### [SOURCE EXCERPT]
/---
Kavaludaari () is a 2019 Indian Kannada-language neo-noir thriller film written and directed by Hemanth Rao, presented by Puneeth Rajkumar and produced by Ashwini Puneeth Rajkumar of PRK Productions. Kavaludaari will be the first feature film presentation from the production house. The film stars Rishi, Anant Nag, Achyuth Kumar, Suman Ranganath, and Roshni Prakash in the lead roles, while Avinash, Sulile Kumar, Sampath, and Sidhaartha Maadhyamika play supporting roles. The music and background score for the film is composed by Charan Raj with cinematography by Advaitha Gurumoorthy and editing by Jagadeesh. The film released on 12 April 2019.

Puneeth Rajkumar had revealed that the movie is being remade in Tamil, Telugu, Malayalam and Hindi. The film was remade in Tamil as Kabadadaari starring Sibiraj and in Telugu as Kapatadhaari starring Sumanth; both versions star Nandita Swetha.
\---
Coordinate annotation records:
/---
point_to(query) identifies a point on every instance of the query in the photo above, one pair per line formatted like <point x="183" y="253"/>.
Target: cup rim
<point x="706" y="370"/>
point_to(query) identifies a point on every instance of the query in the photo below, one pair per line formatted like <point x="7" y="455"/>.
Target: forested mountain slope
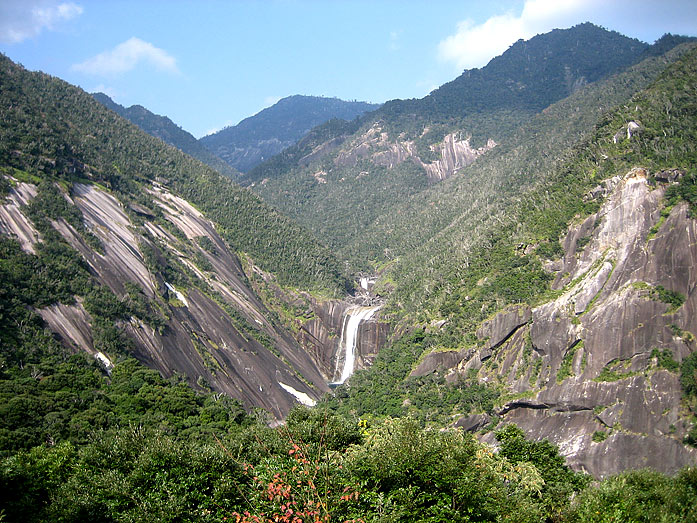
<point x="124" y="245"/>
<point x="568" y="308"/>
<point x="166" y="130"/>
<point x="267" y="133"/>
<point x="345" y="184"/>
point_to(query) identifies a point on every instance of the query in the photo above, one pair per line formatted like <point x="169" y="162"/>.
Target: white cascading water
<point x="349" y="337"/>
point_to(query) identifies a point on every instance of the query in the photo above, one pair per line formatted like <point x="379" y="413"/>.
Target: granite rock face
<point x="210" y="332"/>
<point x="584" y="363"/>
<point x="452" y="154"/>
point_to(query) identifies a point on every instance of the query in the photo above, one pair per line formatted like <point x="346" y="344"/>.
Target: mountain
<point x="259" y="137"/>
<point x="548" y="284"/>
<point x="122" y="245"/>
<point x="166" y="130"/>
<point x="554" y="289"/>
<point x="342" y="183"/>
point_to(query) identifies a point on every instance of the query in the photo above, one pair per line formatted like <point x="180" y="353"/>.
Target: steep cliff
<point x="584" y="369"/>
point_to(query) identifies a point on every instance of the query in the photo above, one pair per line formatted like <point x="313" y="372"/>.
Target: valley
<point x="466" y="307"/>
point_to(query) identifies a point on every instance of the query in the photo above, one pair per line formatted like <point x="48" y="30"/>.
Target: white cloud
<point x="22" y="19"/>
<point x="395" y="44"/>
<point x="473" y="45"/>
<point x="125" y="57"/>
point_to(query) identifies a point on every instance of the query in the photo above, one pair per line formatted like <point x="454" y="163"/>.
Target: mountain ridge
<point x="275" y="128"/>
<point x="165" y="129"/>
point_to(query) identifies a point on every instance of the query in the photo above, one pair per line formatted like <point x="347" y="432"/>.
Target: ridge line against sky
<point x="210" y="64"/>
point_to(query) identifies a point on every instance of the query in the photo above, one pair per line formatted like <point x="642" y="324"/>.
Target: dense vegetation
<point x="79" y="442"/>
<point x="370" y="213"/>
<point x="166" y="130"/>
<point x="267" y="133"/>
<point x="529" y="76"/>
<point x="52" y="129"/>
<point x="473" y="269"/>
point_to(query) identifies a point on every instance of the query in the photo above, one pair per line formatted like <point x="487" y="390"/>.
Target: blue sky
<point x="207" y="64"/>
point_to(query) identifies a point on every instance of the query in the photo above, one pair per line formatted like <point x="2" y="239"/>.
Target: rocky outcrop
<point x="321" y="336"/>
<point x="584" y="363"/>
<point x="374" y="144"/>
<point x="454" y="155"/>
<point x="12" y="222"/>
<point x="218" y="334"/>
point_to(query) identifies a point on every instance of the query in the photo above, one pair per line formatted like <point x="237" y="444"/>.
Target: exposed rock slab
<point x="588" y="367"/>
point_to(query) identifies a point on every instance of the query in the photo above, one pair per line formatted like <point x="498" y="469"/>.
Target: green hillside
<point x="267" y="133"/>
<point x="166" y="130"/>
<point x="55" y="130"/>
<point x="355" y="199"/>
<point x="475" y="266"/>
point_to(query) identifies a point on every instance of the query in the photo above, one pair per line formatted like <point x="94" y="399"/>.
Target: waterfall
<point x="349" y="338"/>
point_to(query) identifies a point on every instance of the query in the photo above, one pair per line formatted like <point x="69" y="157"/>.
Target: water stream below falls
<point x="349" y="338"/>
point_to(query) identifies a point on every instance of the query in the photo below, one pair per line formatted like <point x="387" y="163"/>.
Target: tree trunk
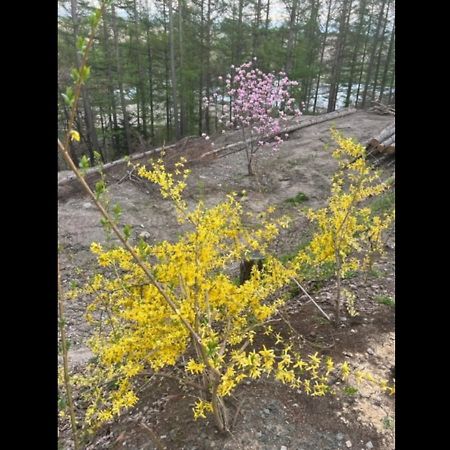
<point x="126" y="119"/>
<point x="363" y="59"/>
<point x="183" y="112"/>
<point x="110" y="86"/>
<point x="355" y="51"/>
<point x="387" y="64"/>
<point x="291" y="37"/>
<point x="200" y="88"/>
<point x="173" y="73"/>
<point x="316" y="94"/>
<point x="266" y="26"/>
<point x="92" y="139"/>
<point x="208" y="67"/>
<point x="380" y="52"/>
<point x="141" y="92"/>
<point x="256" y="26"/>
<point x="370" y="67"/>
<point x="337" y="65"/>
<point x="150" y="75"/>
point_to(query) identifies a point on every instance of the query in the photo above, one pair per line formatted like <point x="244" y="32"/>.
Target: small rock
<point x="144" y="235"/>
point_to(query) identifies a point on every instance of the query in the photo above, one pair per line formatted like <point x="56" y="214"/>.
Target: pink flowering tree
<point x="260" y="102"/>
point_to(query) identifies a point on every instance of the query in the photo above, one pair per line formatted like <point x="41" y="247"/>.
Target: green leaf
<point x="84" y="73"/>
<point x="127" y="231"/>
<point x="68" y="96"/>
<point x="81" y="43"/>
<point x="97" y="158"/>
<point x="84" y="162"/>
<point x="117" y="211"/>
<point x="75" y="74"/>
<point x="100" y="188"/>
<point x="94" y="19"/>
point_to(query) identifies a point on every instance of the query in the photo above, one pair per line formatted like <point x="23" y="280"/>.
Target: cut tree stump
<point x="247" y="266"/>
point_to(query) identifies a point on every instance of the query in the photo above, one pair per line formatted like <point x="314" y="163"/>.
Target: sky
<point x="278" y="12"/>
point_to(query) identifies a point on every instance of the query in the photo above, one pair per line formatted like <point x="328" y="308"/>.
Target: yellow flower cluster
<point x="346" y="227"/>
<point x="136" y="329"/>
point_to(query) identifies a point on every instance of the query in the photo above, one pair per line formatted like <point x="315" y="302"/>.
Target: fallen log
<point x="90" y="173"/>
<point x="312" y="120"/>
<point x="385" y="133"/>
<point x="389" y="140"/>
<point x="380" y="108"/>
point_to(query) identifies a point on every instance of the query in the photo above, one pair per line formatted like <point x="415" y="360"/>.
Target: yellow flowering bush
<point x="348" y="233"/>
<point x="215" y="320"/>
\---
### [INSTRUCTIONS]
[A] Using the film article, explain in one to three sentences how Nandita Swetha is connected to the remakes of Kavaludaari.
[B] According to the film article, who composed the music and background score for Kavaludaari?
The records stand apart from the film article and are separate material.

### [EXERCISE RESULTS]
[A] Kavaludaari was remade in Tamil as Kabadadaari, starring Sibiraj, and in Telugu as Kapatadhaari, starring Sumanth. Nandita Swetha stars in both of these versions.

[B] Charan Raj composed them.